*WHAT THE TASK ASKS:* Update the rows below by replacing "write" with "list" wherever it occurs, leaving everything else unchanged.

[Extracted records]
◇ ◇ ◇ ◇
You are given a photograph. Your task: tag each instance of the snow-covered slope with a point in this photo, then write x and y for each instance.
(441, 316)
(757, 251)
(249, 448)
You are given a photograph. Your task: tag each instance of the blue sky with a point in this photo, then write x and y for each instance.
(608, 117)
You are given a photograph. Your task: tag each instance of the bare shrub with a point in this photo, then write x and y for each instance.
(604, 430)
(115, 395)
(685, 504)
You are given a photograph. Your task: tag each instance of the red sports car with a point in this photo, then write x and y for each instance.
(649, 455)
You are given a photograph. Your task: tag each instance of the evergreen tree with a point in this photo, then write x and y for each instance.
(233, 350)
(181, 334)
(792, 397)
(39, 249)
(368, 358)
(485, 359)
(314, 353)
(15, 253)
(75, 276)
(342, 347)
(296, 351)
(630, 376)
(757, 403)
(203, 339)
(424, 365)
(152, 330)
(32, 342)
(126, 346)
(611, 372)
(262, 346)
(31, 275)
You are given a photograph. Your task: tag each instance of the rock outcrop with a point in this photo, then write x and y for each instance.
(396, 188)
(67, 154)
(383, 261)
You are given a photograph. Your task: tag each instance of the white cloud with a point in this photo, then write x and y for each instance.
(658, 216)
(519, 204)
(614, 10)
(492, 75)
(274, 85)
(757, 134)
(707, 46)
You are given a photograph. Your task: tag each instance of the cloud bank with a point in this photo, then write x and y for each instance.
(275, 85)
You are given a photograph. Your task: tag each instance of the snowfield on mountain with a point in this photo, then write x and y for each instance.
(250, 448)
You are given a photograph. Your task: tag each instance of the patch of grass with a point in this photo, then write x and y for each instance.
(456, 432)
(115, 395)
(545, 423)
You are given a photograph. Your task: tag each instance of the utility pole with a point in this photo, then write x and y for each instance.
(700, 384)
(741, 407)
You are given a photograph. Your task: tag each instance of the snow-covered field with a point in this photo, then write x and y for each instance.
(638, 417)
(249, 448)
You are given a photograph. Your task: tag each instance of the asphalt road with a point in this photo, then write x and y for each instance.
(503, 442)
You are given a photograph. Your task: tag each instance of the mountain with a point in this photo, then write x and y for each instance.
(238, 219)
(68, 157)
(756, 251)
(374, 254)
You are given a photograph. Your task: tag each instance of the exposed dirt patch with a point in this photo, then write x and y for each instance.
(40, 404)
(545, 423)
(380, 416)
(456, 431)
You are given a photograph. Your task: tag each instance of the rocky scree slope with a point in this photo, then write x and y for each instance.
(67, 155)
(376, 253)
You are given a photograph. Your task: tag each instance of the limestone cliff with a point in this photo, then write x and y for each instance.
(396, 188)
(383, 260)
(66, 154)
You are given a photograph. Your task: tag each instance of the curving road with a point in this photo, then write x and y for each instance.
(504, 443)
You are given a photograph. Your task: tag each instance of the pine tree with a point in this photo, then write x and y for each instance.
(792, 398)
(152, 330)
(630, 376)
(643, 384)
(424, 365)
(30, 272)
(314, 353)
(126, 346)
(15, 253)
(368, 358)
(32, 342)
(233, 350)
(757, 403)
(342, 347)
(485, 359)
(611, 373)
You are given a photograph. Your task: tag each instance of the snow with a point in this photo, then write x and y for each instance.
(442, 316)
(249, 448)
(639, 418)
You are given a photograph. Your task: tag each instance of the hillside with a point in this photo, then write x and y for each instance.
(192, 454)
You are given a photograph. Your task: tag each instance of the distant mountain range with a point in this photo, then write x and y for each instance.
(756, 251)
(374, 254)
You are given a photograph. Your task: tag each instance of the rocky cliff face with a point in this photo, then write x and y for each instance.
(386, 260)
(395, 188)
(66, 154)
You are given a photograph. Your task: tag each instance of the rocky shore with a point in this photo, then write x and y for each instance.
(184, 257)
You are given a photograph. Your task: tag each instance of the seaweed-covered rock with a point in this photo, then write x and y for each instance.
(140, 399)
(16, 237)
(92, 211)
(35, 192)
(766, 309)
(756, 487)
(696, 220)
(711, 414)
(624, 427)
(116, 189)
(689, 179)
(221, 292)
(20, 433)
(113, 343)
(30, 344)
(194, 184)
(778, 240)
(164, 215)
◇ ◇ ◇ ◇
*RESULT FOR THIS EXERCISE:*
You are given a photograph. Your task: tag each instance of the snow-covered slope with a point in this photo, then list x and y for each instance.
(441, 316)
(757, 251)
(249, 448)
You are given a photograph. Your task: tag each instance of the blue sky with a point in this photo, then list x and y for each instance.
(608, 117)
You are given a photograph. Your task: tag each instance of the bare shrub with a point in this photo, then list x and y for each instance.
(604, 430)
(115, 395)
(685, 504)
You are given a photograph. Your task: tag each instance of the red sports car with a point in this photo, then list x and y for each instance.
(649, 455)
You are given a photograph. Your task: tag each instance of the evergreen tree with a point in this photo, then list x and y for each instance.
(233, 350)
(181, 334)
(792, 397)
(39, 249)
(368, 358)
(485, 359)
(314, 353)
(15, 253)
(75, 276)
(342, 347)
(296, 351)
(630, 376)
(757, 403)
(203, 339)
(424, 365)
(152, 330)
(32, 342)
(126, 346)
(611, 372)
(262, 346)
(31, 275)
You are given a photograph. Your task: tag each instance of the rock outcrop with a point in this photo, then list x and y for each instance.
(396, 188)
(67, 154)
(383, 261)
You are given a photograph. Your task: tag each instance of the white cloud with a point in this photo, then list x and y for each instance.
(658, 216)
(519, 204)
(614, 10)
(492, 75)
(274, 85)
(757, 134)
(707, 46)
You are given a photograph. Your task: tag each instance of the cloud bank with a point in this photo, then list x and y for each instance.
(275, 85)
You are given a photograph. Your task: tag each instance of the snowfield on mountain with a point in this photo, then list x and y for each instance.
(250, 448)
You are given a photograph. Your task: tag each instance of the patch of grass with a point in this photo, then list x and y for each instance.
(456, 432)
(115, 395)
(545, 423)
You are given a photograph. Your task: tag each instance of the utility pole with a point in this photo, then list x and y for each instance.
(700, 384)
(741, 407)
You are given a photograph. Your task: tag each instance of the snow-covered field with a point in this photo, then list x and y for each instance.
(638, 417)
(249, 448)
You are given a photograph. Your task: tag each instance of the asphalt road with a point in this photo, then list x and y for each instance.
(503, 442)
You are given a photograph. Your task: tag each instance of the mountain with a point in this photo, then list x and y for each instance.
(238, 219)
(68, 157)
(756, 251)
(374, 254)
You are given a photograph. Your task: tag each instance of the exposed dirt patch with a point in this photo, then list x and y for each instance.
(40, 404)
(545, 423)
(380, 416)
(456, 431)
You are given a photograph. Your task: tag each instance of the rocky scree slope with a point in this photo, then list x and y for each instance.
(67, 155)
(376, 253)
You are given a photograph. Your task: tag each instance of the limestone cliff with a point in this photo, then list x and y for each instance.
(396, 188)
(383, 260)
(66, 154)
You are given a photograph. Your task: tag each instance of the curving road with a point in this photo, then list x and y for each instance.
(504, 443)
You are given a photograph. Your task: tag each instance of the pine tree with a point in this photo, then list x and y for each instance.
(792, 398)
(152, 330)
(630, 376)
(643, 384)
(424, 365)
(30, 272)
(314, 353)
(126, 346)
(15, 253)
(368, 358)
(32, 342)
(233, 350)
(757, 403)
(342, 347)
(485, 359)
(611, 373)
You are given a photograph. Your task: tag each instance of the snow with a point in this photo, then list x and y for each instance.
(442, 316)
(249, 448)
(639, 418)
You are given a photograph. Your task: tag each instance of the hillside with a point in this photo, then list x and y for each instance.
(192, 454)
You are given a photograph. Your task: tag each instance of the distant mountain range with a point in this photo, then list x and y for each instance.
(756, 251)
(374, 254)
You are given a photograph. Your task: tag each instance of the rocky cliff face with a point in this photo, then list x and y for each instance.
(386, 260)
(395, 188)
(66, 154)
You are given a photograph. Your task: tag each instance of the rocky shore with a point in this photo, then list x and y for each instance.
(184, 257)
You are given a photograph. Your task: tag each instance of the seaweed-covered rock with a point in this photo, then list x and y for each instance.
(140, 399)
(16, 237)
(92, 211)
(35, 192)
(766, 309)
(756, 487)
(696, 220)
(711, 414)
(624, 427)
(116, 189)
(689, 179)
(221, 292)
(20, 433)
(113, 343)
(30, 344)
(194, 184)
(778, 240)
(164, 215)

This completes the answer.